INSTRUCTION >> How many lines in the items below contain the string "with"? Give the number alone.

SOURCE MATERIAL >>

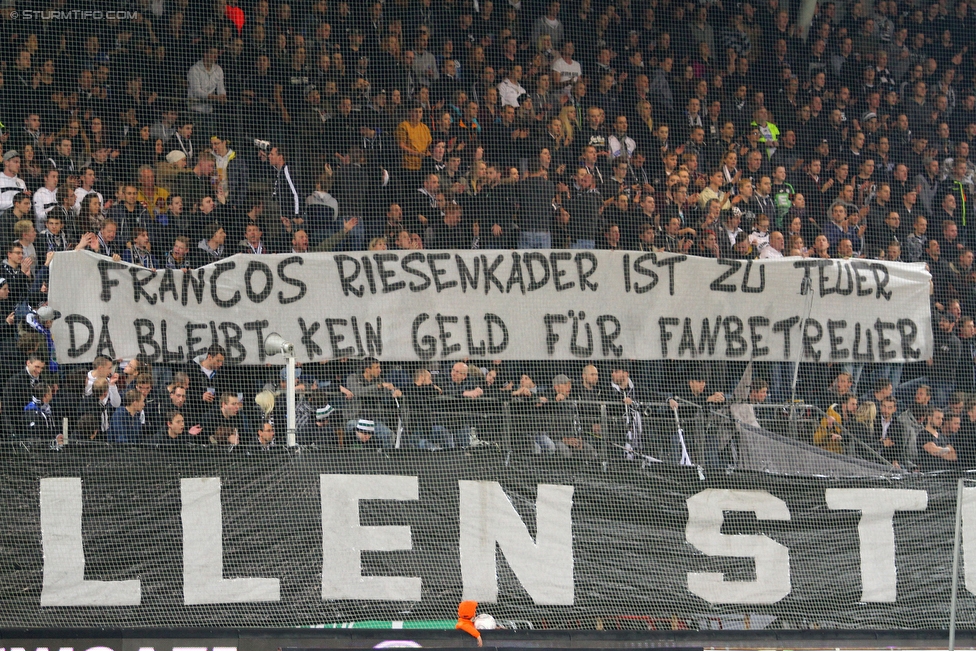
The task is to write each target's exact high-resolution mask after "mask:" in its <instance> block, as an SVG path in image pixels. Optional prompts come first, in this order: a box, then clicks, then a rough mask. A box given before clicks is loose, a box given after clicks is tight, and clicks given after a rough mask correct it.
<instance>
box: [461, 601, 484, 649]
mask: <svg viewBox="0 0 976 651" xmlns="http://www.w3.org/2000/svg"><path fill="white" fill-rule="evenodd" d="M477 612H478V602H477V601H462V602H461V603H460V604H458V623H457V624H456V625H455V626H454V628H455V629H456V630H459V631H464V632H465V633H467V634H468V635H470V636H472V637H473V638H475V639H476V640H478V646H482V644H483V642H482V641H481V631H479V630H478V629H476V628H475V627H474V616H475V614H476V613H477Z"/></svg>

---

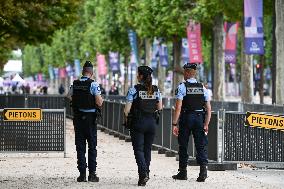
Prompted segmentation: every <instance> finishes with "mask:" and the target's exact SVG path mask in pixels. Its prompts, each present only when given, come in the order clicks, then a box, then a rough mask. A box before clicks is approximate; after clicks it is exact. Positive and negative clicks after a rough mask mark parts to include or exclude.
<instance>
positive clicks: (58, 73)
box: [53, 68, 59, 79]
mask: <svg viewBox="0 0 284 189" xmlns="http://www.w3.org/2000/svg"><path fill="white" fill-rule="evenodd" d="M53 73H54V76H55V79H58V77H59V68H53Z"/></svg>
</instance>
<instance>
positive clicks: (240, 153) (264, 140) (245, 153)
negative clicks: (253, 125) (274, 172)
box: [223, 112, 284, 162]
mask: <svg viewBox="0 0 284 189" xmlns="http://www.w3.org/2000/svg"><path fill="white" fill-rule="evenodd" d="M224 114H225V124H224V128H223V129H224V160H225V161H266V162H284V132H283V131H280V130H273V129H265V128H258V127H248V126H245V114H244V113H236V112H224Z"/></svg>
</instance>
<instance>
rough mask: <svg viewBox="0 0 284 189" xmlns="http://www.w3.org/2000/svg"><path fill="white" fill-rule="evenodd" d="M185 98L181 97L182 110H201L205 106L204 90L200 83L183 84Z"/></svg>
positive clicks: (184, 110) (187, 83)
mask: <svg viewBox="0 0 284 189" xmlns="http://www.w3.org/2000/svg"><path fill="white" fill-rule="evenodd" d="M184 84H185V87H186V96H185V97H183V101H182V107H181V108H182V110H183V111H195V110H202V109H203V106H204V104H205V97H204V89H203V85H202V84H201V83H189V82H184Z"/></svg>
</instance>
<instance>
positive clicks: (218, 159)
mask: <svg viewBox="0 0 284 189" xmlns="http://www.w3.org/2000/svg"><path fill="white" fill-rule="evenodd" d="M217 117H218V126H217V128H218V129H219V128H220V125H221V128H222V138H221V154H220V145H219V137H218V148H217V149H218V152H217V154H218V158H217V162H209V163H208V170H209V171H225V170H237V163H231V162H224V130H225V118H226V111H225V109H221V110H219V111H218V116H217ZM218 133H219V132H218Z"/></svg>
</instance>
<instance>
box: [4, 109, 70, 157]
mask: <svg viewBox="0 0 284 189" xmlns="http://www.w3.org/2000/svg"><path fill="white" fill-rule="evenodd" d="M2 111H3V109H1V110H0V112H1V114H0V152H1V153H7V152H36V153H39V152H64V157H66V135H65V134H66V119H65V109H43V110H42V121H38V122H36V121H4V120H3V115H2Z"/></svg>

==

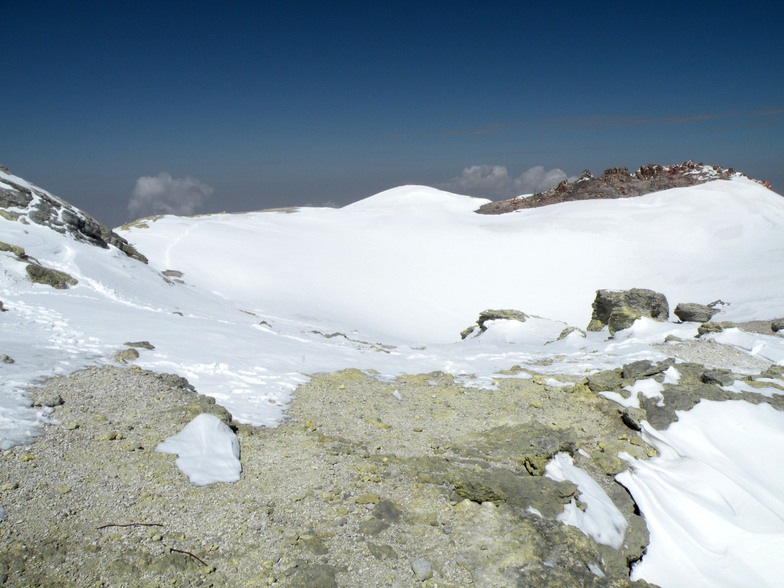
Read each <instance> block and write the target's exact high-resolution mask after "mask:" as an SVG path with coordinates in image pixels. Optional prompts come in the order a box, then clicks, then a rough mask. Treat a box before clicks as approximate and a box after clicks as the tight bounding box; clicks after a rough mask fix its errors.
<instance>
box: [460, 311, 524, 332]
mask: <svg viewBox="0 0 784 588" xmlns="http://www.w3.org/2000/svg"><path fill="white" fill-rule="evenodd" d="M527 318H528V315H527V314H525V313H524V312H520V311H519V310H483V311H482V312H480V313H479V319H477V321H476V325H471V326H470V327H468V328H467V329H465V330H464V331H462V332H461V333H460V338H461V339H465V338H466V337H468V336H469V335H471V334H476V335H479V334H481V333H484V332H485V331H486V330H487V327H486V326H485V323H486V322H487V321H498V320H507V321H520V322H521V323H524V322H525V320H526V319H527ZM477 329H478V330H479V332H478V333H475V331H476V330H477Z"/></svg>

OUTPUT FOR THIS EXERCISE >> 2